Could you copy every record below exactly, leaving out the pictures?

Extracted material START

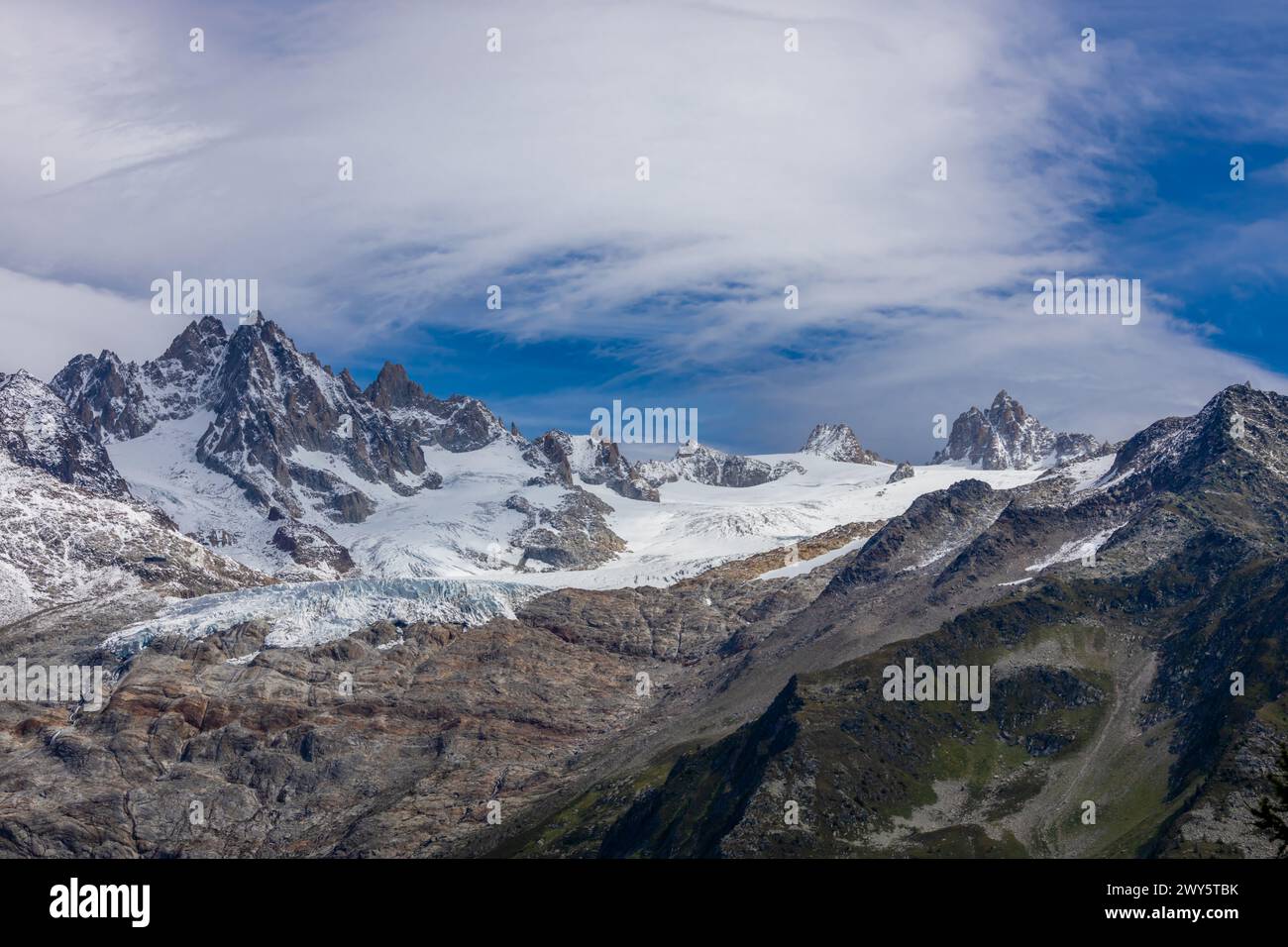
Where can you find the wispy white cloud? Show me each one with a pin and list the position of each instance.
(768, 167)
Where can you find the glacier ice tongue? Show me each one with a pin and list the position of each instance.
(307, 613)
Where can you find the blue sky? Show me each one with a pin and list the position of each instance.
(768, 167)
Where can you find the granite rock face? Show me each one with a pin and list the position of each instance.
(1008, 437)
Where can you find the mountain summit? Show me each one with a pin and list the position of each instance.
(837, 442)
(1008, 437)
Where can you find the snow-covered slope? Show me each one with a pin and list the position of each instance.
(71, 530)
(837, 442)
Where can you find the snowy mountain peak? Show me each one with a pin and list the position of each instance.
(699, 464)
(837, 442)
(38, 431)
(393, 388)
(1008, 437)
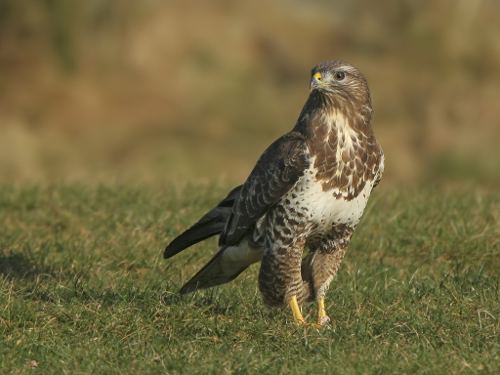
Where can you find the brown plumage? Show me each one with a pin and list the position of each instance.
(308, 190)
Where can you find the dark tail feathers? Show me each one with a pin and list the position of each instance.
(210, 224)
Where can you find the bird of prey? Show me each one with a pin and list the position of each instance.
(308, 190)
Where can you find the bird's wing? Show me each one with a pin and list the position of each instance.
(212, 223)
(275, 173)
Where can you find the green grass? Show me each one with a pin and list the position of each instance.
(84, 289)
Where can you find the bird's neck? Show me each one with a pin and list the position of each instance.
(325, 112)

Extracted material END

# Exercise response
Where can you find the wispy white cloud? Show me each one with a pin and list the position of each instance.
(768, 167)
Where can you find the glacier ice tongue? Show me each one with a pin and list the position of each instance.
(307, 613)
Where can you find the blue sky? Show me each one with a pin and list the position of each instance.
(768, 167)
Where can you find the granite rock face? Show me each one with a pin and list the position of each instance.
(1008, 437)
Where can you find the mountain summit? Show me each one with a pin and list the position of each instance.
(837, 442)
(1008, 437)
Where can you find the snow-covered slope? Show me each one with a pin and list the position of each instance.
(71, 530)
(837, 442)
Where can you find the snowy mountain peak? Show me each one with a pin and list the position of each instance.
(699, 464)
(837, 442)
(38, 431)
(393, 388)
(1008, 437)
Where can you find the brown plumage? Show me each one with a pin and list the position of each instance.
(308, 190)
Where can you find the dark tail feathers? Show me each one with a pin and list the position of each instance.
(210, 224)
Where can you find the bird of prey? Show me each one with a pin and list the position of each instance.
(308, 190)
Where can you find the bird's wing? Show me each one with a pin and list the position of each instance.
(212, 223)
(275, 173)
Where can you find the green grass? Show me each one with a pin and list the position of each instance.
(84, 289)
Where can you find the bird's neck? Show me each one with a pin and list the position of each instance.
(325, 112)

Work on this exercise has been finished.